- WRITTEN EXERCISE
Rewrite the post about data dependence relations from "Re: Handle data" to "not the same.", switching "patch" to "change".

- TEXT BLOCK
Re: Handle data dependence relations with different bases

2017-05-18 Thread Richard Sandiford
Richard Biener  writes:
> On Thu, May 4, 2017 at 7:21 PM, Richard Sandiford
>  wrote:
>> Richard Biener  writes:
>>> On Thu, May 4, 2017 at 2:12 PM, Richard Biener
>>>  wrote:
 On Wed, May 3, 2017 at 10:00 AM, Richard Sandiford
  wrote:
> This patch tries to calculate conservatively-correct distance
> vectors for two references whose base addresses are not the same.
> It sets a new flag DDR_COULD_BE_INDEPENDENT_P if the dependence
> isn't guaranteed to occur.
>
> The motivating example is:
>
>   struct s { int x[8]; };
>   void
>   f (struct s *a, struct s *b)
>   {
> for (int i = 0; i < 8; ++i)
>   a->x[i] += b->x[i];
>   }
>
> in which the "a" and "b" accesses are either independent or have a
> dependence distance of 0 (assuming -fstrict-aliasing).  Neither case
> prevents vectorisation, so we can vectorise without an alias check.
>
> I'd originally wanted to do the same thing for arrays as well, e.g.:
>
>   void
>   f (int a[][8], struct b[][8])
>   {
> for (int i = 0; i < 8; ++i)
>   a[0][i] += b[0][i];
>   }
>
> I think this is valid because C11 6.7.6.2/6 says:
>
>   For two array types to be compatible, both shall have compatible
>   element types, and if both size specifiers are present, and are
>   integer constant expressions, then both size specifiers shall have
>   the same constant value.

- SUPPLIED INFORMATION
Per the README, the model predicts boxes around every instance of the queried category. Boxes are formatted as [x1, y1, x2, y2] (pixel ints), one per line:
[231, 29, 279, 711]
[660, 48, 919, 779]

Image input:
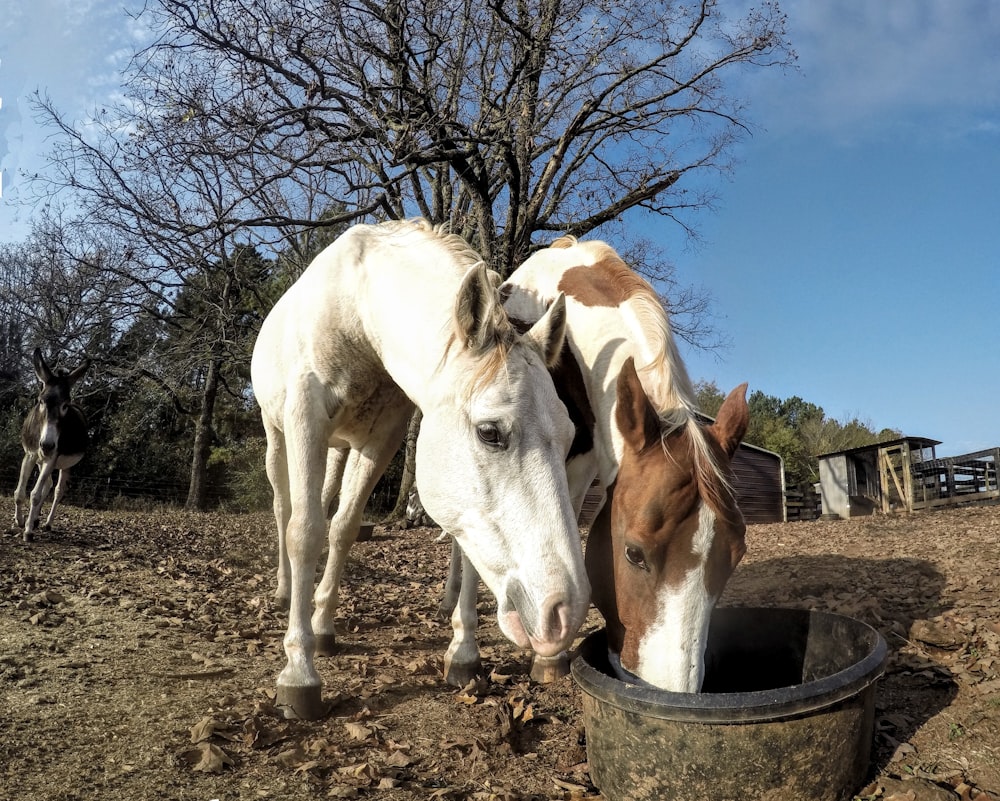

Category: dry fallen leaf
[180, 742, 234, 773]
[344, 721, 375, 740]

- WRITTEN SOLUTION
Re: Handle data dependence relations with different bases

2017-05-18 Thread Richard Sandiford
Richard Biener  writes:
> On Thu, May 4, 2017 at 7:21 PM, Richard Sandiford
>  wrote:
>> Richard Biener  writes:
>>> On Thu, May 4, 2017 at 2:12 PM, Richard Biener
>>>  wrote:
 On Wed, May 3, 2017 at 10:00 AM, Richard Sandiford
  wrote:
> This change tries to calculate conservatively-correct distance
> vectors for two references whose base addresses are not the same.